** start EXTRACT **

I'll defer to the WG on whether/how to expand the decoder ABNF to better
detect incomplete texts and how to deal with any incomplete texts that are
detected.

As for RFC 20 ...

> > Nits/editorial comments:
> >
> > idnits didn't like the reference to RFC 20 for ASCII:
> >
> >   ** Downref: Normative reference to an Unknown state RFC: RFC   20
> 
> Is this resolved by now?  I can always reference only Unicode.

Keep the RFC 20 reference - I have no problem with it.  Moreover, as a
result of all the hubbub around this nit, the IESG has issued a Last Call
to reclassify RFC 20 as an Internet Standard ... so that this never
arises again ...

http://www.ietf.org/mail-archive/web/ietf-announce/current/msg13546.html

Thanks,
--David

> -----Original Message-----
> From: Nico Williams [mailto:nico@xxxxxxxxxxxxxxxx]
> Sent: Monday, December 08, 2014 11:20 PM
> To: Black, David
> Cc: General Area Review Team (gen-art@xxxxxxxx); ops-dir@xxxxxxxx;
> ietf@xxxxxxxx; json@xxxxxxxx
> Subject: Re: Gen-ART and OPS-Dir review of draft-ietf-json-text-sequence-09
> 
> On Fri, Dec 05, 2014 at 02:51:04PM +0000, Black, David wrote:
> > This is a combined Gen-ART and OPS-Dir review.  Boilerplate for both follows
> ...
> 
> Thanks you.
> 
> > Minor issues:
> >
> > [A] Section 2.1:
> >
> >    If parsing of such an octet string as a JSON text fails, the parser
> >    SHOULD nonetheless continue parsing the remainder of the sequence.

** end EXTRACT **

→ **INSTRUCTIONS**:
a) In the review thread, what action has the IESG taken concerning RFC 20?
b) Translate this sentence from the review thread into Spanish: "Keep the RFC 20 reference - I have no problem with it."

** start RECORDED DATA **

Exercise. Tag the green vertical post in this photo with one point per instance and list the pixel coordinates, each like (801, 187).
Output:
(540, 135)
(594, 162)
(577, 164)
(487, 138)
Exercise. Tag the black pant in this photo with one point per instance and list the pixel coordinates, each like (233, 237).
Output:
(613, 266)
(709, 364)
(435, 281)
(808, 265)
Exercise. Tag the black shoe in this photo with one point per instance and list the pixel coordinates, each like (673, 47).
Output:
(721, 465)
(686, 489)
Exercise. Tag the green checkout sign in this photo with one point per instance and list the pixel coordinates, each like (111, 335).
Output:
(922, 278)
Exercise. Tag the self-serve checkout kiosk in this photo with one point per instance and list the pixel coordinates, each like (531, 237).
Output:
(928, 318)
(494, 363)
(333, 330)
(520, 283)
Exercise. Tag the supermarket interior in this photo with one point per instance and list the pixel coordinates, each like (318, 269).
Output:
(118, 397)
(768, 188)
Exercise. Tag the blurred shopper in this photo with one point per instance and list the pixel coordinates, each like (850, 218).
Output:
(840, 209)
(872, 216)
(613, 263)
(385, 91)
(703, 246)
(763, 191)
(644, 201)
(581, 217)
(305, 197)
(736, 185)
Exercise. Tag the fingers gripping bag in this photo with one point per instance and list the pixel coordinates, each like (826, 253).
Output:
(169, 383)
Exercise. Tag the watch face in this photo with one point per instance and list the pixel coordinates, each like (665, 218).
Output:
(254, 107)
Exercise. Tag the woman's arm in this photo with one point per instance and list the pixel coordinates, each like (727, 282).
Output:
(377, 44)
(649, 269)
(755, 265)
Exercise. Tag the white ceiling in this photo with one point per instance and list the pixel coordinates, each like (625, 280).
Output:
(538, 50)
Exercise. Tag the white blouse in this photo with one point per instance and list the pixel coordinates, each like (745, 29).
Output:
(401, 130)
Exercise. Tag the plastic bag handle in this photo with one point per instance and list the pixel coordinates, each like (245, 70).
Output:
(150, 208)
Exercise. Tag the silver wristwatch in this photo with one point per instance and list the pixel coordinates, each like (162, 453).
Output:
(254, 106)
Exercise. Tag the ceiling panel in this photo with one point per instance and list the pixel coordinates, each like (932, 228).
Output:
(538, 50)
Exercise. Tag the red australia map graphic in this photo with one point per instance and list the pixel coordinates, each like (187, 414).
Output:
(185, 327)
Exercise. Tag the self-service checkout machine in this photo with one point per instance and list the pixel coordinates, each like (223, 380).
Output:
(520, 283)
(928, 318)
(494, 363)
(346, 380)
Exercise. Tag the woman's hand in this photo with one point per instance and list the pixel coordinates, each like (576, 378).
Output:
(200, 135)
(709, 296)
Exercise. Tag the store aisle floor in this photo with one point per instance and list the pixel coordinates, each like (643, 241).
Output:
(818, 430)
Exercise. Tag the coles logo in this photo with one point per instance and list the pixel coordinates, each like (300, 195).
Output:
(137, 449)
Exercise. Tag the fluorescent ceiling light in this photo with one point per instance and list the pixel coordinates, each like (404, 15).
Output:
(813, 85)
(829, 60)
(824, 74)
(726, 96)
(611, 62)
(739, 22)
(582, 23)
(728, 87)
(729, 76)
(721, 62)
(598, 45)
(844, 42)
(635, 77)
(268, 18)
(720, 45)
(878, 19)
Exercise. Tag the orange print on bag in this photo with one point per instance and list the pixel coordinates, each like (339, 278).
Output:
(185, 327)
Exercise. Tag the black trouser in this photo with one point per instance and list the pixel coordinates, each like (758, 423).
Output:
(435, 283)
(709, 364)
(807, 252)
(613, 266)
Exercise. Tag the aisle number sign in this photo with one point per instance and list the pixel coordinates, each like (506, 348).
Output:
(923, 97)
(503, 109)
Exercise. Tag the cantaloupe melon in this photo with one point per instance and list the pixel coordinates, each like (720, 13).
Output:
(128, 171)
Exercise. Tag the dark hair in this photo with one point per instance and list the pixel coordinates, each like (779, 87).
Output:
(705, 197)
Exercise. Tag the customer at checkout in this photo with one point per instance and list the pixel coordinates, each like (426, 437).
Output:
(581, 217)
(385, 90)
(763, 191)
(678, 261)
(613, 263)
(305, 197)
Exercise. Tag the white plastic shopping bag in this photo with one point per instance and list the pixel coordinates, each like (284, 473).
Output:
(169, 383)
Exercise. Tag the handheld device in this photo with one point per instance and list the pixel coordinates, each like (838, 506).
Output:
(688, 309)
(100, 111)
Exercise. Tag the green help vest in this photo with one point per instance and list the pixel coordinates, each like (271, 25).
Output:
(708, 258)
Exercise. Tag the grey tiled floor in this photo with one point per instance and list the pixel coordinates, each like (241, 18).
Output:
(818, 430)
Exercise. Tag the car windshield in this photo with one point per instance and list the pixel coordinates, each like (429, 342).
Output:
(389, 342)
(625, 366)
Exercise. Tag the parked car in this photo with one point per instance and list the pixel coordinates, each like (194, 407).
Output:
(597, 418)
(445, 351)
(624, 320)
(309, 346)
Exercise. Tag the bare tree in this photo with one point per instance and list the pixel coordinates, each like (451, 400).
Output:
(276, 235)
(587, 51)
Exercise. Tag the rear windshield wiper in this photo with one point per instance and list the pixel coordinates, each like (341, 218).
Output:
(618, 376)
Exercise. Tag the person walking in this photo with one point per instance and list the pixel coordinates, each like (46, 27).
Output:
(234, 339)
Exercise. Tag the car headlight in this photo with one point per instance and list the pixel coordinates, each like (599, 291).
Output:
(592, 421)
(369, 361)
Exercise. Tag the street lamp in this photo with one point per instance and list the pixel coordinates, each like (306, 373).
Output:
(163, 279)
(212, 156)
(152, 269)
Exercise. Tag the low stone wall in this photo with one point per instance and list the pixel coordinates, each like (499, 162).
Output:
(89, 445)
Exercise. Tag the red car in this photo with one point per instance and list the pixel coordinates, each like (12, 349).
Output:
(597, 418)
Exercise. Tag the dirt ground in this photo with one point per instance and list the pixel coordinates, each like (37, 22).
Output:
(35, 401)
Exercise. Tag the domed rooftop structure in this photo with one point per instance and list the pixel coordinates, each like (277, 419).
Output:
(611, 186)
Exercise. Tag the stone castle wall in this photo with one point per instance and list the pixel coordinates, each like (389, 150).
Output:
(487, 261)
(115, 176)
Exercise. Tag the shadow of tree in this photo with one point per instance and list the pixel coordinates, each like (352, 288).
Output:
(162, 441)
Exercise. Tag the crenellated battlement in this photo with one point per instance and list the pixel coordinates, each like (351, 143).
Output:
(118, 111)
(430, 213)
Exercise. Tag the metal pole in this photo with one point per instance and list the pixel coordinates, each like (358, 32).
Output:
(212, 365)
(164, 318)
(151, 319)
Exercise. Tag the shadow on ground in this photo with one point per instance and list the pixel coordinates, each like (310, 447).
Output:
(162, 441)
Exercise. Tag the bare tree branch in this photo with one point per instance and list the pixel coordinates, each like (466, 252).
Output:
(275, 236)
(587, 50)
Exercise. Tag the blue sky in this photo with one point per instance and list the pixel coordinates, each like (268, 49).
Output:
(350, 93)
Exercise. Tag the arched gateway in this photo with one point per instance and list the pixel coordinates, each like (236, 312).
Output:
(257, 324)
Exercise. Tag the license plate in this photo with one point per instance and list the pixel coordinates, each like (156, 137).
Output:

** end RECORDED DATA **

→ **ANSWERS FOR THE EXERCISE**:
a) It has issued a Last Call to reclassify RFC 20 as an Internet Standard.

b) Mantén la referencia al RFC 20; no tengo ningún problema con ella.